- _LIST OF TASKS_:
[1] In the interview excerpt, swap "studio" for "workspace" wherever it occurs in the part starting at "Q: Analog or" and ending at "A good communication.". Give that part back with the change made.
[2] Translate this sentence from the interview into Spanish: "I want them to love the work and I do unlimited revisions."

Start of EXCERPT

A: During almost 15 years I was involved in a band adventure which was great. I was very faithful and all my energy was put into the music, the composition and the tours. I like the idea to be on the other side now and put all my experience at the service of new projects and new artists.
Q: Analog or digital and why?
A: I have my own studio set up. At home I work in the box (Protools 12; WAVES, PLUG IN ALLIANCE, SOUNDTOYS Plugins...). I have access to a studio with outboard gear that I also go to for recording and mixing if necessary .
Q: What's your 'promise' to your clients?
A: 100% satisfaction. I want them to love the work and I do unlimited revisions. Either I will keep working, either I will start from scratch and try to apply a new way of mixing to get the final best final result. Understand your needs and your expectations. A good communication.
Q: What was your career path? How long have you been doing this?
A: PhD in Cognitive Sciences obtained in December 2004. The same month my band signed with Universal Music France and since then we released 4 Albums and played in 500 gigs. I am also a sound engineer graduated recently (2017) from the Audiovisual National Institut.
Q: Which artist would you like to work with and why?

End of EXCERPT
Start of STUDY MATERIAL

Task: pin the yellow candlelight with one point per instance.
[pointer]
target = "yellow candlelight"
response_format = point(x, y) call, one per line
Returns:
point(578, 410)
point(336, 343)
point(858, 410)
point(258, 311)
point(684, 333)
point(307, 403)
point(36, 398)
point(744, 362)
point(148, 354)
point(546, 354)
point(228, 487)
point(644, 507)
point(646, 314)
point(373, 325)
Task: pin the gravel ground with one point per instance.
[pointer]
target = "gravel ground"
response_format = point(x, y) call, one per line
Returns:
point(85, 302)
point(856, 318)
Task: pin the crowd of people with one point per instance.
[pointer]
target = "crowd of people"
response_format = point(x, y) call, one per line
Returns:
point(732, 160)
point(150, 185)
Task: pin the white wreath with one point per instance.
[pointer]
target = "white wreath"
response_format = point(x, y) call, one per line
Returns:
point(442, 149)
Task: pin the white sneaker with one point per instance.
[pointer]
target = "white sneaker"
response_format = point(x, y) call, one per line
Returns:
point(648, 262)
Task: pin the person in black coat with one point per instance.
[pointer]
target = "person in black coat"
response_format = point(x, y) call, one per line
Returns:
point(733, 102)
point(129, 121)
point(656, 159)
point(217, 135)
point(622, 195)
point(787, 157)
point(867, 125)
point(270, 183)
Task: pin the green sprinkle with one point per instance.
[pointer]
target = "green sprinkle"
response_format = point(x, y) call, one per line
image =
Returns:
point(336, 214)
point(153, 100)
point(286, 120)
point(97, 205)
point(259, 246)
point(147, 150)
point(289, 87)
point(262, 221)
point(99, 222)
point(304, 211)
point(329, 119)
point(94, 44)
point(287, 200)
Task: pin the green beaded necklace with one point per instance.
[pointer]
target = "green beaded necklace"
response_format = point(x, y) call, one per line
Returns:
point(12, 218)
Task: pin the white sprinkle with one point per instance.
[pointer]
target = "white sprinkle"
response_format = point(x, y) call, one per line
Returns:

End of STUDY MATERIAL

- _ANSWERS TO THE PROBLEMS_:
[1]
Q: Analog or digital and why?
A: I have my own workspace set up. At home I work in the box (Protools 12; WAVES, PLUG IN ALLIANCE, SOUNDTOYS Plugins...). I have access to a workspace with outboard gear that I also go to for recording and mixing if necessary .
Q: What's your 'promise' to your clients?
A: 100% satisfaction. I want them to love the work and I do unlimited revisions. Either I will keep working, either I will start from scratch and try to apply a new way of mixing to get the final best final result. Understand your needs and your expectations. A good communication.

[2] Quiero que les encante el trabajo y hago revisiones ilimitadas.